= REQUIRED WORK =
Exactly reproduce the line that contains "the trouser seam." and all lines after it in the entries below, through the very last line.

= THE RECORDS =
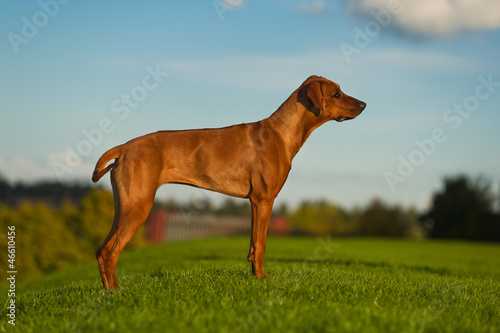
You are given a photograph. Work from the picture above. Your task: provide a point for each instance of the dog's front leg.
(261, 213)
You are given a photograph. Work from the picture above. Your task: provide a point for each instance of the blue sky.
(77, 80)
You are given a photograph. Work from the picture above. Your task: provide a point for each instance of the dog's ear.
(315, 95)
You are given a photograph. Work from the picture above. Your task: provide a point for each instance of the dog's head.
(325, 99)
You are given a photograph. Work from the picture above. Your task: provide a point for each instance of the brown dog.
(247, 161)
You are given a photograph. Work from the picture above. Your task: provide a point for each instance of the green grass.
(313, 285)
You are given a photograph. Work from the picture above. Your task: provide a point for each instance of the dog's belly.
(217, 160)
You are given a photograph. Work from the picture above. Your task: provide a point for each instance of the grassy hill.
(313, 285)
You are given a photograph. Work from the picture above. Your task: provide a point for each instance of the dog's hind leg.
(131, 211)
(261, 213)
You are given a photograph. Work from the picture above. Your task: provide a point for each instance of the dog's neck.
(294, 122)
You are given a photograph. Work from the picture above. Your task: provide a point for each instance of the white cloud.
(437, 18)
(234, 3)
(316, 7)
(18, 168)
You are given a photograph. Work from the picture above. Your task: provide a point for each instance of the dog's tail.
(101, 168)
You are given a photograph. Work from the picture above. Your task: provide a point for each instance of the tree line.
(58, 225)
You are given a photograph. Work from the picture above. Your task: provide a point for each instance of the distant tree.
(232, 207)
(380, 219)
(319, 218)
(463, 209)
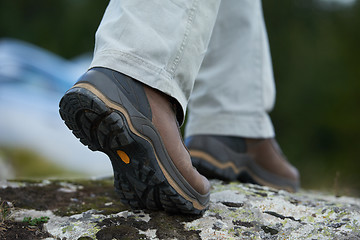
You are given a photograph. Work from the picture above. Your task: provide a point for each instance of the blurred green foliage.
(315, 56)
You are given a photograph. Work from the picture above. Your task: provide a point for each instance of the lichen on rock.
(91, 210)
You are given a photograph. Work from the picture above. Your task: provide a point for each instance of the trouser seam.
(184, 41)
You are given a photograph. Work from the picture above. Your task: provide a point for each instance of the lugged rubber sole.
(138, 178)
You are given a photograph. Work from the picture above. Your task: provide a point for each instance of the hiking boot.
(136, 127)
(258, 161)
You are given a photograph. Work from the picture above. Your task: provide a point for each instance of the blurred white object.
(32, 82)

= RIGHT ANSWER =
You are given a photograph. Work from the picture above. Your task: provide a point for each instance of the trouser seam.
(184, 41)
You are given a photograph. Work from the picture above. Your task: provide a point for each instance of the lugged rubber sole.
(138, 178)
You are given a photograph. Work from the picture above. Your task: provide a point for each instance of the hiking boot.
(136, 127)
(258, 161)
You are given a photograph. Work from the picture above. Your task: provide a point for each instance of the blurred white object.
(32, 82)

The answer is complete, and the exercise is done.